= Exercise requirements =
Retype every entry precisely and keep each line whole.

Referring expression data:
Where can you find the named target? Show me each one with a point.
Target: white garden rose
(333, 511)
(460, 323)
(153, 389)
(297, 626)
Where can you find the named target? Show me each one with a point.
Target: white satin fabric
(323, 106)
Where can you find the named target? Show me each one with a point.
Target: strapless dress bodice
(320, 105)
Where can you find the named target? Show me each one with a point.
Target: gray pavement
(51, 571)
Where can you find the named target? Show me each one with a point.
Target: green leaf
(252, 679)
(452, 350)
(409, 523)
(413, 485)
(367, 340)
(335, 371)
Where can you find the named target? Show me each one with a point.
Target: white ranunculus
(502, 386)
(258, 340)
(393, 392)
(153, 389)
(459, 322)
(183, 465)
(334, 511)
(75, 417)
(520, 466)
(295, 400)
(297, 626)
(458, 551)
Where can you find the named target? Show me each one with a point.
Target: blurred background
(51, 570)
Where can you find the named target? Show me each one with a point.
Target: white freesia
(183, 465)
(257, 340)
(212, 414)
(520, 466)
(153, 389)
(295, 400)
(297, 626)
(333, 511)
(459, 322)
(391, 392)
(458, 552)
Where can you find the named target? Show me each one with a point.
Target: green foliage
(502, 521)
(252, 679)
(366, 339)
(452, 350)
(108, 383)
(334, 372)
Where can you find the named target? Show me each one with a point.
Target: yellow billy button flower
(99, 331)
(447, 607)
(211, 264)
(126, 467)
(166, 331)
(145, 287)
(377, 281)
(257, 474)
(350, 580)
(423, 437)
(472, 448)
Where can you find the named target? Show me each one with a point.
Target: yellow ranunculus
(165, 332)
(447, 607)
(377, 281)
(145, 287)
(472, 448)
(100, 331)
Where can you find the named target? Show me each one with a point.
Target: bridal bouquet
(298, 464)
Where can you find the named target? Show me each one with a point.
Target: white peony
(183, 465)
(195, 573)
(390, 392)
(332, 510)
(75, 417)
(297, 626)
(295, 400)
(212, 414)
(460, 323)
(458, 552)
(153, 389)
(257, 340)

= Exercise solution =
Where can you find the named target? Show me each one with a point.
Target: white garden rose
(333, 511)
(460, 323)
(153, 389)
(297, 626)
Where can you find the named target? Show me each one with a point.
Target: white satin fabric
(323, 106)
Where can you find the named target? Show me each one with a point.
Target: strapless dress bodice
(320, 105)
Where can you find the named target? Show me each one with a point.
Target: gray pavement
(51, 571)
Where can you find the named target? Show me each one with a point.
Target: green leaf
(252, 679)
(452, 350)
(409, 523)
(413, 485)
(367, 340)
(335, 371)
Where can you find the named target? Show me each one with a point.
Target: white ranunculus
(502, 386)
(258, 340)
(393, 392)
(153, 389)
(459, 322)
(183, 465)
(334, 511)
(75, 417)
(520, 466)
(295, 400)
(297, 626)
(458, 551)
Where can you find the named target? Show me each one with a point.
Target: blurred background
(51, 570)
Where can you find the named target? Show me each one with a point.
Target: white freesia
(183, 465)
(257, 340)
(212, 414)
(520, 466)
(153, 389)
(295, 400)
(297, 626)
(333, 511)
(459, 322)
(391, 392)
(458, 552)
Where can you find the named target? Show me each one with a point.
Target: green foliage
(502, 521)
(252, 679)
(366, 339)
(452, 350)
(108, 383)
(334, 372)
Where can you find the named target? Show me each one with a point.
Target: yellow billy button flower
(99, 331)
(447, 607)
(211, 264)
(126, 467)
(166, 331)
(145, 287)
(377, 281)
(257, 474)
(350, 580)
(423, 437)
(472, 448)
Where can you find the named target? Show me each one with a point.
Target: yellow ranunculus
(165, 332)
(447, 607)
(377, 281)
(145, 287)
(472, 448)
(100, 331)
Where can you find the named target? Show me each one with a point.
Target: bridal bouquet
(298, 464)
Where can you find the named target? Show me each one with a point.
Target: white peony
(183, 465)
(195, 573)
(390, 392)
(332, 510)
(75, 417)
(297, 626)
(295, 400)
(212, 414)
(460, 323)
(458, 552)
(153, 389)
(257, 340)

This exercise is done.